Sounding Dissent in the Algerian Hirak

In February 2019 widespread anti-government protests took place in cities throughout Algeria. As these protests became a weekly occurrence, they coalesced into Hirak, a grassroots political movement calling for greater democracy and social equality, with millions of Algerians joining the protests over the subsequent months. Music and sound became, perhaps inevitably, an integral part of the Hirak, from hip hop videos uploaded and shared online to collective acts of chanting and singing on urban streets. This presentation focuses upon the circulation of music and sound within, and through, the Hirak, exploring the ways in which they have served to challenge structural hegemonies and collectively construct a shared public politics of dissent.

I examine the spaces in which music and sound emerge and are performed, thinking through the ways in which social inequalities and political censorship have served to foreground particular voices within postcolonial Algeria, while obfuscating others. How, I ask, have music and sound been employed to negotiate and reify hegemonic power structures and to challenge political regimes and ideologies? And what might the musics and sounds of the Hirak tell us about the complex negotiation of public and private, and physical and virtual, spaces within Algerian society? Within this context, I suggest that the sounds of the Hirak have forged a form of collective and communal political action that circumvent conventional social divisions along lines of class, education, and gender, beginning the process of constructing a new form of civil society for postcolonial Algeria.

- [Supplied information]:
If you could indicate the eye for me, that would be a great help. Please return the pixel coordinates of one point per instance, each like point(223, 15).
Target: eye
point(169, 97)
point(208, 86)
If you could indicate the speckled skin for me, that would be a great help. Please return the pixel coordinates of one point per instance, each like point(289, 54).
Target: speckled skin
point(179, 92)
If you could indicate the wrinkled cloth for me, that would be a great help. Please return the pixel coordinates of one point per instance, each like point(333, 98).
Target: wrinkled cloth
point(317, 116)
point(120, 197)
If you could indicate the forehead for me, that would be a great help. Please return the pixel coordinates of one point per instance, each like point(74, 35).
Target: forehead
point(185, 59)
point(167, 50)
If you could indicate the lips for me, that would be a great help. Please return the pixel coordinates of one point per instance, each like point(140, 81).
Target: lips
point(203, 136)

- [Problem]:
Continue the text on music and sound in the Algerian Hirak from the point where it stops.

- [The output]:
Stephen Wilford is Assistant Professor of Ethnomusicology, Popular Music, and Sound Studies at the University of Cambridge, and a Fellow of Wolfson College Cambridge. His research focuses upon the musics and soundscapes of Algeria, both past and present, and in North Africa and among transnational diaspora networks. His work sits at the intersection of ethnomusicology, sound studies, popular music studies, and historical musicology. He has published widely and is currently preparing a monograph (Liverpool University Press) and co-editing two volumes (The British Academy and Routledge). He is the elected Treasurer of the British Forum for Ethnomusicology, Secretary of the Royal Anthropological Institute’s Ethnomusicology-Ethnochoreology Committee, and an Officer of the Society for Ethnomusicology’s Global Online Chapter.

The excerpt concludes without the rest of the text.